* [TASK A]
According to the article on "On the First Warm Day," on what date did Rosemary Clooney record the song for Columbia Records?
* [TASK B]
Echo the part of the article on "On the First Warm Day" that opens with the words containing "In 1953, less" and closes with "was on side B.".

* [PAGE]
- - - - - - -

Rosemary Clooney singles chronology
| "Botch-a-Me (Ba-Ba-Baciami Piccina)" (1952) | "On the First Warm Day" (1952) | "Too Old to Cut the Mustard" (1952) |

= On the First Warm Day =

"On the First Warm Day" (also known as "The First Warm Day in May") is an American pop standard with music and lyrics by Bart Howard. It was originally recorded by Rosemary Clooney for Columbia Records on April 18, 1952. Other performers with renditions of the tune over the succeeding decades include Mabel Mercer (1952), Alma Cogan (1953), Portia Nelson (1956), Chris Connor (1958), Eydie Gormé (1958), Betty Johnson (1995), KT Sullivan (1997) and Joyce Breach (2003).

==Early recordings: Rosemary Clooney, Mabel Mercer and Alma Cogan==
Rosemary Clooney's April 18 recording session, with harpsichordist Stan Freeman, bassist Frank Carroll, drummer Terry Snyder and guitarists Mundell Lowe and Sal Salvador, produced three songs, with the first, "Botch-a-Me (Ba-Ba-Baciami Piccina)" (catalog number 4–39767 CL 1230), turning out to be a major hit upon its release, which enhanced public acceptance of its flipside, "On the First Warm Day" (catalog number 4–39767 HL 7123). The third song was a duet with Marlene Dietrich, "Too Old to Cut the Mustard" (catalog number 4–39812 B 1699).

The first reviews and advertisements for the "Botch-a-Me"/"First Warm Day" 78 rpm (priced at 89 cents) appeared in newspapers at the end of June 1952 and continued into September, with some outlets discounting the discs to 19 cents by early August. Rosemary Clooney recorded "First Warm Day" one month before her 24th birthday.

At about the same time, the veteran performer from the previous generation for whom the song was written, 52-year-old Mabel Mercer (who first sang one of Bart Howard's compositions in 1938 and employed him as her piano accompanist during the late 1940s), recorded the song for issue on an Atlantic Records EP. It was also included on her first 10" Atlantic LP album, Songs by Mabel Mercer, Vol. 1 (1953), and subsequently reappeared on Atlantic's double 12" LP album, The Art of Mabel Mercer (1965), which collected all her 1953 EP and 10" LP recordings. It is currently available in the 6-CD set Only the Best of Mabel Mercer on the Collectables label.

In 1953, less than a year after its American debut, "First Warm Day" made its initial appearance in Britain, with 21-year-old Alma Cogan, England's most successful female pop singer of the 1950s, recording it as a duet alongside fellow pop vocalist Les Howard, whose solo rendition of another tune was on side B.

- - - - - - -

* [MATERIAL SUPPLIED]
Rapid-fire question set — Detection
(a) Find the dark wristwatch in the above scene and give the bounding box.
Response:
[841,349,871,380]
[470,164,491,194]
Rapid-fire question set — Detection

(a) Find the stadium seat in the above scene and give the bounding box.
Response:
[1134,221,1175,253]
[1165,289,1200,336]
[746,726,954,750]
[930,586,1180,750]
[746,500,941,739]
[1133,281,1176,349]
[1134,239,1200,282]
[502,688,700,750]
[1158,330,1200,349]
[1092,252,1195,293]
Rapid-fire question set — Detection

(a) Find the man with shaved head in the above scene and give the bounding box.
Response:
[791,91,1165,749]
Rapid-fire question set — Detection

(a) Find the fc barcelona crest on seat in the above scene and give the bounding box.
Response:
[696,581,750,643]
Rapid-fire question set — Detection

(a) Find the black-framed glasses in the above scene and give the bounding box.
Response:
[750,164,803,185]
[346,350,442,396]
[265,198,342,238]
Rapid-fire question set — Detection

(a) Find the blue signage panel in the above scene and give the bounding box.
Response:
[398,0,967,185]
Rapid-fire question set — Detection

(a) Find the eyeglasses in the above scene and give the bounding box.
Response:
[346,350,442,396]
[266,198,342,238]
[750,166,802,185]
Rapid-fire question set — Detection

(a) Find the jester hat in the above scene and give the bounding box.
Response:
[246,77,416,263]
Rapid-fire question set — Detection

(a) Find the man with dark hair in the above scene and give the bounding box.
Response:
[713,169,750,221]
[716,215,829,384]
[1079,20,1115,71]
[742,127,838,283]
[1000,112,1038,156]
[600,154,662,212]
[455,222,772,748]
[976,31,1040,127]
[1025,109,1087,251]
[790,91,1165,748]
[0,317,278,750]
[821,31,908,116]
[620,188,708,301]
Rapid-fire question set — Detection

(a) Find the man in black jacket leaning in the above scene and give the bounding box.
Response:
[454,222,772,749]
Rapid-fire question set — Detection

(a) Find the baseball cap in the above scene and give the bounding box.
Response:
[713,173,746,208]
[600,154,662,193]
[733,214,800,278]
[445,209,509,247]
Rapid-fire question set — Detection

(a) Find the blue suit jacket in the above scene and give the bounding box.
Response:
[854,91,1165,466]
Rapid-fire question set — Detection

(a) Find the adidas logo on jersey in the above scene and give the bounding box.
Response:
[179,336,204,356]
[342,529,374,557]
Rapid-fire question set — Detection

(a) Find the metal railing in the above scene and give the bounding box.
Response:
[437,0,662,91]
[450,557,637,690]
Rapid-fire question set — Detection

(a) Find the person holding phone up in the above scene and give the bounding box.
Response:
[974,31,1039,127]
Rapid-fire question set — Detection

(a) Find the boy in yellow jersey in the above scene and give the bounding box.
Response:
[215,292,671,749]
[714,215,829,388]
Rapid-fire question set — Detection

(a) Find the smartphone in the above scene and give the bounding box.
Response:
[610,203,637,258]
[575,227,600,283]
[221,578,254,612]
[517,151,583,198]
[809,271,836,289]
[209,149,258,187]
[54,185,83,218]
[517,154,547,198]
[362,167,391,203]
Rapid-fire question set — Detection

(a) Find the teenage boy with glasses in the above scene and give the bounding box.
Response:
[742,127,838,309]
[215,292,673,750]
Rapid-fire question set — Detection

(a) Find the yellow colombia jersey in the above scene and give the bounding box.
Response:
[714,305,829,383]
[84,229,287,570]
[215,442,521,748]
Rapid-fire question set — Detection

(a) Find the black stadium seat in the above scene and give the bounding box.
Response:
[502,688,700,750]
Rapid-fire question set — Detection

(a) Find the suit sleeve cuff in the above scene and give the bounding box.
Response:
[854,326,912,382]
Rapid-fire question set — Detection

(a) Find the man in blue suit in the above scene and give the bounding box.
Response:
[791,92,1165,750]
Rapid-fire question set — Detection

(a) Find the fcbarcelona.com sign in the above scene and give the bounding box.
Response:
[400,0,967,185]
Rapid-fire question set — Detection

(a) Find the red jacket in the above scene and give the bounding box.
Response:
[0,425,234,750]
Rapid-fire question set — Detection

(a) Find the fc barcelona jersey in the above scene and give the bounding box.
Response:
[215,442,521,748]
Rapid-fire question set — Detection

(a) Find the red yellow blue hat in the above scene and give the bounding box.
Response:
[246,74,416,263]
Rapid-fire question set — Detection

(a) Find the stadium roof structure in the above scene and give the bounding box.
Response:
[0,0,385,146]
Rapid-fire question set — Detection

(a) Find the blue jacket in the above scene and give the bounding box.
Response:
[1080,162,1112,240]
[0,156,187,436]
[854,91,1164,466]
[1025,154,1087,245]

- - - - - - -

* [FULL OUTPUT A]
April 18, 1952

* [FULL OUTPUT B]
In 1953, less than a year after its American debut, "First Warm Day" made its initial appearance in Britain, with 21-year-old Alma Cogan, England's most successful female pop singer of the 1950s, recording it as a duet alongside fellow pop vocalist Les Howard, whose solo rendition of another tune was on side B.